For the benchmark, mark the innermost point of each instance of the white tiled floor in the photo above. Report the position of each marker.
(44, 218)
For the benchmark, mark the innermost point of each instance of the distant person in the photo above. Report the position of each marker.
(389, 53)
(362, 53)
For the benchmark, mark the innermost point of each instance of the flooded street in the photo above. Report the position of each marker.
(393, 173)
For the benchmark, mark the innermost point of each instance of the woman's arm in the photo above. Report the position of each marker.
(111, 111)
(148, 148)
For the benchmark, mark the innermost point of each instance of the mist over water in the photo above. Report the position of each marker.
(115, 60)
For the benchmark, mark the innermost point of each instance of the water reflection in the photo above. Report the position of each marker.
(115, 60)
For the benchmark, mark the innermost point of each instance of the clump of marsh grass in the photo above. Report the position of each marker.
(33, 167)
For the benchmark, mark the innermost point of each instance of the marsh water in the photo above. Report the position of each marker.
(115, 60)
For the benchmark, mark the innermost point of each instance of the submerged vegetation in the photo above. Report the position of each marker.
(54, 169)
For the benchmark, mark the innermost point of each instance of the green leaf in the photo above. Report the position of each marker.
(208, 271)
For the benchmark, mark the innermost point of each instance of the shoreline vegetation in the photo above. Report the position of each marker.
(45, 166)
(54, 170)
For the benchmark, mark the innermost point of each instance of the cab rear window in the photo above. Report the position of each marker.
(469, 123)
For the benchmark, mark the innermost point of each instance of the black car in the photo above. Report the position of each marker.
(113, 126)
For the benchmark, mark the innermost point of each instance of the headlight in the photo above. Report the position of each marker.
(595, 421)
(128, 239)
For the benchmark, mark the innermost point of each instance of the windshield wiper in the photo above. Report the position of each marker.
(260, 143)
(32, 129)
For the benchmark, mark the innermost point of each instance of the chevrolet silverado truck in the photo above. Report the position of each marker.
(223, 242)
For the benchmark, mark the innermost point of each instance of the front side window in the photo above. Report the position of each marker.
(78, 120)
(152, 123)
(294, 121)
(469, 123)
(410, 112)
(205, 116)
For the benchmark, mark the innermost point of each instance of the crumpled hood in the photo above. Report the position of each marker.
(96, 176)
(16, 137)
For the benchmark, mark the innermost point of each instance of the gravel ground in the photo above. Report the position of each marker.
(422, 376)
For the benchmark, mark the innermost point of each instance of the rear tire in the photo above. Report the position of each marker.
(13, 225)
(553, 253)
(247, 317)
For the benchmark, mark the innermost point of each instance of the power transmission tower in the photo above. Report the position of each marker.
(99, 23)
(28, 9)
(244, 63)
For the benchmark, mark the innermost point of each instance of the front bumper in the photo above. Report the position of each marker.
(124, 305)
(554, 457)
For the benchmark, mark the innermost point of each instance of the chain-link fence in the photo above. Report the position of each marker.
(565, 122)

## EXERCISE
Lay out every line above as a numbered list, skipping any blank lines.

## ANSWER TO THE EXERCISE
1. For the benchmark, mark the innermost point of each instance of the white tiled floor in the photo above. Report the position of each marker.
2. (44, 218)
3. For the benchmark, mark the innermost point of each instance of the distant person in the photo above. Report the position of each marker.
4. (389, 53)
5. (362, 53)
6. For the benchmark, mark the innermost point of each instance of the flooded street in the photo above. Report the position of each marker.
7. (393, 173)
8. For the benchmark, mark the innermost point of each instance of the woman's arm in the photo above. Report the position of each marker.
9. (111, 111)
10. (148, 148)
11. For the benchmark, mark the innermost point of each instance of the mist over water in the photo above. Report the position of each marker.
12. (115, 60)
13. For the benchmark, mark the innermost point of each instance of the water reflection in the photo above. Report the position of each marker.
14. (115, 60)
15. For the benchmark, mark the innermost point of each instance of the clump of marsh grass in the photo above. Report the position of each marker.
16. (33, 167)
17. For the benchmark, mark the innermost point of each instance of the marsh water in the photo above. Report the position of each marker.
18. (115, 60)
19. For the benchmark, mark the innermost point of each instance of the submerged vegetation in the photo above. Report the position of each marker.
20. (54, 169)
21. For the benchmark, mark the innermost point of each instance of the green leaf in the photo above. Report the position of each marker.
22. (208, 271)
23. For the benchmark, mark the innermost point of each instance of the shoreline vegetation in the photo above. Report the position of each marker.
24. (45, 166)
25. (54, 170)
26. For the benchmark, mark the innermost point of each instance of the cab rear window in the photo above. Report the position of each marker.
27. (469, 123)
28. For the benchmark, mark the innermost point of each instance of the black car in the photo above. Report the position of each marker.
29. (113, 126)
30. For the benchmark, mark the innermost point of each instance of the headlight in the photo above. Report the position of each marker.
31. (595, 421)
32. (128, 239)
33. For the benchmark, mark the innermost point of each instance of the windshield wiper in the photo above. Report the position of each marker.
34. (260, 143)
35. (32, 129)
36. For the benchmark, mark the innermost point of each instance of the chevrolet silverado truck in the photo above. Report the position of each marker.
37. (223, 242)
38. For the benchmark, mark the innermost point of each instance of the front side window in the photo above. Report the position of each marker.
39. (78, 120)
40. (152, 123)
41. (294, 121)
42. (469, 123)
43. (410, 112)
44. (205, 116)
45. For the benchmark, mark the innermost point of each instance of the crumpled hood in the photo above. Report the position of each marker.
46. (96, 176)
47. (16, 137)
48. For the benchmark, mark the innermost point of each instance of the gravel ground in the photo above. Report the position of each marker.
49. (422, 376)
50. For the benchmark, mark the innermost point of each instance of the rear tire in the photo above. Report the position of each marker.
51. (13, 225)
52. (553, 253)
53. (247, 317)
54. For the benchmark, mark the innermost point of each instance of the power transmission tower in the photo above. Report the position of each marker.
55. (99, 23)
56. (28, 9)
57. (244, 63)
58. For the benchmark, mark the innermost point of each instance of the front bumper in the photo above. Report the position of each marker.
59. (124, 305)
60. (554, 457)
61. For the benchmark, mark the innermost point of each instance of the chain-link fence in the photo above. Report the position of each marker.
62. (565, 122)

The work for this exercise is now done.